* What this task involves
Beginning at the line with "Indicate every instance of the pair", output each line to the end of the listing below exactly, please.

:: Extracted records ::

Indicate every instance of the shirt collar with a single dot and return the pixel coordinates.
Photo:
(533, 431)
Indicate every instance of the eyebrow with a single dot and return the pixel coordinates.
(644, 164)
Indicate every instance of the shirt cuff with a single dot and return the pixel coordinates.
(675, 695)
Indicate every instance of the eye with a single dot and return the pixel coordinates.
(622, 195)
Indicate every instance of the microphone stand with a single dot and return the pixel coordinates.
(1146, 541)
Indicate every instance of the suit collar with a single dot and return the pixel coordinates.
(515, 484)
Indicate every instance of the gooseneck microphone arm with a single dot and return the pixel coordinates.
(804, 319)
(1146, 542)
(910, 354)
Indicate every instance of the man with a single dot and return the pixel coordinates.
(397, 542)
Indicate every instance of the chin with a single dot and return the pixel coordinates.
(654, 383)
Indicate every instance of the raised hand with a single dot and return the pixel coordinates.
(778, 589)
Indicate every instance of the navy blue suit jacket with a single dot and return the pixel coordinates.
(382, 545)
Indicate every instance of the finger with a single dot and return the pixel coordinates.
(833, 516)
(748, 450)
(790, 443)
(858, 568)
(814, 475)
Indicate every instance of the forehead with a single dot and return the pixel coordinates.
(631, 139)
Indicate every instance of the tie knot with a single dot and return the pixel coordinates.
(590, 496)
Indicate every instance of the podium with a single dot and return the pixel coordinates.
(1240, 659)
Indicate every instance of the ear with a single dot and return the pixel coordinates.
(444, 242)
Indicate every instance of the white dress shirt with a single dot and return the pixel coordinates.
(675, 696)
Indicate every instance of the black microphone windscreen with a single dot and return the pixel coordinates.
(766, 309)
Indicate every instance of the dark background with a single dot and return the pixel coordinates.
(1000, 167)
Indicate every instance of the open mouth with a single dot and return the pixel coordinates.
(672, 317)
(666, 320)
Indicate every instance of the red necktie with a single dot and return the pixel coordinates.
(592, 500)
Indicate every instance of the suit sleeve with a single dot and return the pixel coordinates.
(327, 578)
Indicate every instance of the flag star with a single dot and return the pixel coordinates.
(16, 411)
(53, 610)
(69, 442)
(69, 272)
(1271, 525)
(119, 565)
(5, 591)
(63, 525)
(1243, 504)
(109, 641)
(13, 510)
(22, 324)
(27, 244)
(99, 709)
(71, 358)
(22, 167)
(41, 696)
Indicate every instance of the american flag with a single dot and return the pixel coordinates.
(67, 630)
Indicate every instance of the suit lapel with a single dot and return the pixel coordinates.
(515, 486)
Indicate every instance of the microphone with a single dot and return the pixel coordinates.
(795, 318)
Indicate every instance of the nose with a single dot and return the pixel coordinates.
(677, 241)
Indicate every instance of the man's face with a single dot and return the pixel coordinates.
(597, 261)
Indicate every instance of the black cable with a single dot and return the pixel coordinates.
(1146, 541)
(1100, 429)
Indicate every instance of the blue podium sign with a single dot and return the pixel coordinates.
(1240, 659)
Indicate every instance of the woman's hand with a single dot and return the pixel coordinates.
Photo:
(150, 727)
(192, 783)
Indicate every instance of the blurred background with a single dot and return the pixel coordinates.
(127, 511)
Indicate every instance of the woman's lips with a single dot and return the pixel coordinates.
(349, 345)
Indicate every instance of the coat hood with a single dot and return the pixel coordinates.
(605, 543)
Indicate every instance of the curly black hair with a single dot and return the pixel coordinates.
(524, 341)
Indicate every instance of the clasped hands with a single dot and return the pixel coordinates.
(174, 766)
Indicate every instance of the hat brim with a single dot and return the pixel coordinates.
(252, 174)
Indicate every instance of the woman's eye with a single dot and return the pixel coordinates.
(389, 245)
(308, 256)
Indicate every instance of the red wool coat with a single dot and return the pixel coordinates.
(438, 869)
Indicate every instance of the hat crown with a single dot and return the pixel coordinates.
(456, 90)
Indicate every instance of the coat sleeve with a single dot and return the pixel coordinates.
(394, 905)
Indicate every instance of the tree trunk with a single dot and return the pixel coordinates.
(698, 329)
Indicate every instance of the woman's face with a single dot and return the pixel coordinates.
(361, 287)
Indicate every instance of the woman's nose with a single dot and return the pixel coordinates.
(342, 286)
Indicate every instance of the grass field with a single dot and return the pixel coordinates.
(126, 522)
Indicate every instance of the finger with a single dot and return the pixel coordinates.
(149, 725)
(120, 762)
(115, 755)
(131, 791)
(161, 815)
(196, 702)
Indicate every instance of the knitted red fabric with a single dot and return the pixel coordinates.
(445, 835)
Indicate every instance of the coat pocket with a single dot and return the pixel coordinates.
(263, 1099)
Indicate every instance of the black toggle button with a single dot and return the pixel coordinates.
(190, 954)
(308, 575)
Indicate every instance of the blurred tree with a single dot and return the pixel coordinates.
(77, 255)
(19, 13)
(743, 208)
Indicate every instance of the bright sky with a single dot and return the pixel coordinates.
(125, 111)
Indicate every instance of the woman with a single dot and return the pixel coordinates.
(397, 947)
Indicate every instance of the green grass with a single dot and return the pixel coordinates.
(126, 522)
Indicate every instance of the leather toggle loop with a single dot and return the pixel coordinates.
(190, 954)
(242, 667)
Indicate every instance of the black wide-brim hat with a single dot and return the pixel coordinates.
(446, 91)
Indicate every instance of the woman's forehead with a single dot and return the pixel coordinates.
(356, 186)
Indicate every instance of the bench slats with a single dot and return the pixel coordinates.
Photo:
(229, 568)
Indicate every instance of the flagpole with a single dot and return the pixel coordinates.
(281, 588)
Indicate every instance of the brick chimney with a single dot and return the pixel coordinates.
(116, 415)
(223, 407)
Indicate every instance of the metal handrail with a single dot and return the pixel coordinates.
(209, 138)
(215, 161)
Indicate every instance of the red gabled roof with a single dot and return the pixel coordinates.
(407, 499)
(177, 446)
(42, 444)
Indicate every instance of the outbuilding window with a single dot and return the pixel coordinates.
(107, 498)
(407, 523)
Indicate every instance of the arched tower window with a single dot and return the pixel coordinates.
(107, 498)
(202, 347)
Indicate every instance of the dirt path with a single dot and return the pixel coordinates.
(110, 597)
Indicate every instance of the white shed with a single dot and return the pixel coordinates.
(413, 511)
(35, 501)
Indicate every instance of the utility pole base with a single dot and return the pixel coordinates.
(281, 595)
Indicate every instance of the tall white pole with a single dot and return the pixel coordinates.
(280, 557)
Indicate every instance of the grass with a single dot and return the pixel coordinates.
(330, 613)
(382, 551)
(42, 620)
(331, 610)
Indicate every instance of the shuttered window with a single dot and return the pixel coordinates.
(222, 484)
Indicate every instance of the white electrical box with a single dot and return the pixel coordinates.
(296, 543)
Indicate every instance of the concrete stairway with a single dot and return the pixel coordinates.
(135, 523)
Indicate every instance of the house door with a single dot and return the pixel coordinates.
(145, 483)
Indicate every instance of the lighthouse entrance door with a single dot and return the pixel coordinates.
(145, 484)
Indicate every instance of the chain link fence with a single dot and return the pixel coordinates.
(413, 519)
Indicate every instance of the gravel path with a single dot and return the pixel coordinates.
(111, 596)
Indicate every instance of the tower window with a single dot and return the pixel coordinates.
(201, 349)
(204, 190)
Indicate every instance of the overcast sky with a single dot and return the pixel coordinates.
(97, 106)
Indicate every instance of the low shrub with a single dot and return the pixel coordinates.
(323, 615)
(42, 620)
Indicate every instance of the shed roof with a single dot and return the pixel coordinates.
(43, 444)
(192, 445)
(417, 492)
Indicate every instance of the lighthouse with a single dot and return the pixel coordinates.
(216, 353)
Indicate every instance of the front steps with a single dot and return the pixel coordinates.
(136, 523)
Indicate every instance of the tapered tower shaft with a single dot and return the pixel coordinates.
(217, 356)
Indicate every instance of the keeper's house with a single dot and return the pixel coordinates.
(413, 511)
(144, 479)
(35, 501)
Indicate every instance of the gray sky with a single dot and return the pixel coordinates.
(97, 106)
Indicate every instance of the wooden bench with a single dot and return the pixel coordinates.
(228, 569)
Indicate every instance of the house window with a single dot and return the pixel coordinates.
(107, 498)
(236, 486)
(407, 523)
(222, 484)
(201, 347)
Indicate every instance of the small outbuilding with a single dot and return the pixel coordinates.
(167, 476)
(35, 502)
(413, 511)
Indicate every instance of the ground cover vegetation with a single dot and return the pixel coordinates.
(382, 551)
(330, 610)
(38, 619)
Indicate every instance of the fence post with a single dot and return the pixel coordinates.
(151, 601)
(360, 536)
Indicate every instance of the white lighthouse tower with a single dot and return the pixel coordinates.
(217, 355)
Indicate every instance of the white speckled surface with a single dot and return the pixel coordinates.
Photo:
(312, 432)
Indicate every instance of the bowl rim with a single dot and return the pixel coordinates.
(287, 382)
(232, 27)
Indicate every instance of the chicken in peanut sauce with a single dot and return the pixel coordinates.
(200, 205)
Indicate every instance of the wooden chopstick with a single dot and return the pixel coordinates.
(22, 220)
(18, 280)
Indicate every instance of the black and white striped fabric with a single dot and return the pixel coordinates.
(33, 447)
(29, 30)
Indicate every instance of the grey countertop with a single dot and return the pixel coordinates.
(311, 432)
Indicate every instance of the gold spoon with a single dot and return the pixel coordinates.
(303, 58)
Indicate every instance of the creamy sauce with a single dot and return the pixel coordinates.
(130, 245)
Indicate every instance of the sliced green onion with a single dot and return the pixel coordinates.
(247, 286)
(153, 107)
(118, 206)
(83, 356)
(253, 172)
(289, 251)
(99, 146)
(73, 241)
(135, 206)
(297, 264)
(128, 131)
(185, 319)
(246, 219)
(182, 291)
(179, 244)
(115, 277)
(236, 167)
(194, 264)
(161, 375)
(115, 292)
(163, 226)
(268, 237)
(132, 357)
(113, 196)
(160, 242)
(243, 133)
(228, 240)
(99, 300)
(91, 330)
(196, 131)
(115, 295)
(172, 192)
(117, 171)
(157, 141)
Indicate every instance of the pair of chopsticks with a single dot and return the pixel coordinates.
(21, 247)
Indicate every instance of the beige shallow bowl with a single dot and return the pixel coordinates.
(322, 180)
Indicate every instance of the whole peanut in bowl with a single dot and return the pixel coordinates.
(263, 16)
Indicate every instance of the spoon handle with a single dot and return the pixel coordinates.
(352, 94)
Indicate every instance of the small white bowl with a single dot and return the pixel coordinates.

:::

* Exercise output
Indicate every instance of the pair of chopsticks with a single dot and return the pixel coordinates.
(21, 247)
Indicate every instance of the beige shallow bowl with a single dot and return the pixel coordinates.
(322, 180)
Indicate every instance of the whole peanut in bowl with a single dot and return the pixel coordinates.
(263, 16)
Indicate every instance of the spoon handle with a single dot and return the pixel coordinates.
(352, 94)
Indicate every instance of the small white bowl with a single dot and return the pixel coordinates.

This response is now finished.